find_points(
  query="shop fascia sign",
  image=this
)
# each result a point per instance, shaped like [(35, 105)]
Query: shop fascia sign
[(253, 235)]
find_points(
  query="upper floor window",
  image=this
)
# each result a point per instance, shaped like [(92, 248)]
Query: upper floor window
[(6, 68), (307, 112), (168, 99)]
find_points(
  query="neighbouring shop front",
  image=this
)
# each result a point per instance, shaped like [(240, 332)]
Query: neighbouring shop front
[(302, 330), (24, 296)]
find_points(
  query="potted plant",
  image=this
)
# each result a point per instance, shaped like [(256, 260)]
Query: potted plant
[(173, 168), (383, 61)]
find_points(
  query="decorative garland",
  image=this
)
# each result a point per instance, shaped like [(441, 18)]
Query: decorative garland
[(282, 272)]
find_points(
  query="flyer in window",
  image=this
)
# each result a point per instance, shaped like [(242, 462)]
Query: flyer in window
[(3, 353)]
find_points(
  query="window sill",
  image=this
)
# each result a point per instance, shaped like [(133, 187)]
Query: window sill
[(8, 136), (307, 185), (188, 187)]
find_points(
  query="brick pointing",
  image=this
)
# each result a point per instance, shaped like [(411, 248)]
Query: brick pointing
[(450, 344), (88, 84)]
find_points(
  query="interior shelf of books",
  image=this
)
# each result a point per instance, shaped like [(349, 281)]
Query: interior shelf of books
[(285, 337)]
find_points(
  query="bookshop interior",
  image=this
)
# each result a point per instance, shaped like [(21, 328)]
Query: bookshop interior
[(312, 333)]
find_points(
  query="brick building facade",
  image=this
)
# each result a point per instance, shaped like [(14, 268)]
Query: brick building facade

◇ ◇ ◇ ◇

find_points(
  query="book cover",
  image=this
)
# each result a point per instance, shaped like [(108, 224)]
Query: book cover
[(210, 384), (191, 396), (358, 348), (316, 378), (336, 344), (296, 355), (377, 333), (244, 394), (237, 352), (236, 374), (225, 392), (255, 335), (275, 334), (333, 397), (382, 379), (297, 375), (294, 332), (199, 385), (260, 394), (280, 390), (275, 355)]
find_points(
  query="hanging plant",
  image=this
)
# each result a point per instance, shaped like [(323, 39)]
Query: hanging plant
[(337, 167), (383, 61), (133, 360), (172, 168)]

◇ ◇ ◇ ◇

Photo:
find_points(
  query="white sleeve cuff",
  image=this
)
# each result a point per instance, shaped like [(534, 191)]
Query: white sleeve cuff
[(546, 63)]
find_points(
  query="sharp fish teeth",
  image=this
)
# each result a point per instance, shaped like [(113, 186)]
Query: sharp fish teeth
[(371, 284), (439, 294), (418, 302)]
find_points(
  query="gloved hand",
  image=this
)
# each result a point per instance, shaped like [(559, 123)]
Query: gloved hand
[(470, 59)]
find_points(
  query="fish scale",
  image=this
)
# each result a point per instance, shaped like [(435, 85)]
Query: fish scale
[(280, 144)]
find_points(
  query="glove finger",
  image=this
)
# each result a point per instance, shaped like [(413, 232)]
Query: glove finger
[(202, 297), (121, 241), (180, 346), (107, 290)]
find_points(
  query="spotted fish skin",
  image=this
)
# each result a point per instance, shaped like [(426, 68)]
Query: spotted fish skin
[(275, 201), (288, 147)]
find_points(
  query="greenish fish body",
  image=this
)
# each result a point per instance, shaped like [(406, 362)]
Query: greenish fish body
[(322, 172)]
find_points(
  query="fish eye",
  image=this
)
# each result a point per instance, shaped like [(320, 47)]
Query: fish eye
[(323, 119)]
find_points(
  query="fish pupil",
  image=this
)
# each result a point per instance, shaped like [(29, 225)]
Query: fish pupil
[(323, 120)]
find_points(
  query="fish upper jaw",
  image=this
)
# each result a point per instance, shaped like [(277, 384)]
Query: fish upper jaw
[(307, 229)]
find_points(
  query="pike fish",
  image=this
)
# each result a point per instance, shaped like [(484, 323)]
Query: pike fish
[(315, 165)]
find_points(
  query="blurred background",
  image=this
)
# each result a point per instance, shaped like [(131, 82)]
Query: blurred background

◇ ◇ ◇ ◇

> _Work required_
From the material above, retype precisely the lines between the line holding "# each result a point per instance, shaped like [(14, 268)]" and the line holding "Query: brick building facade", inclusive, and nothing beyond them.

> _Solution for this exercise_
# each result a point per instance, shaped like [(14, 268)]
Query: brick building facade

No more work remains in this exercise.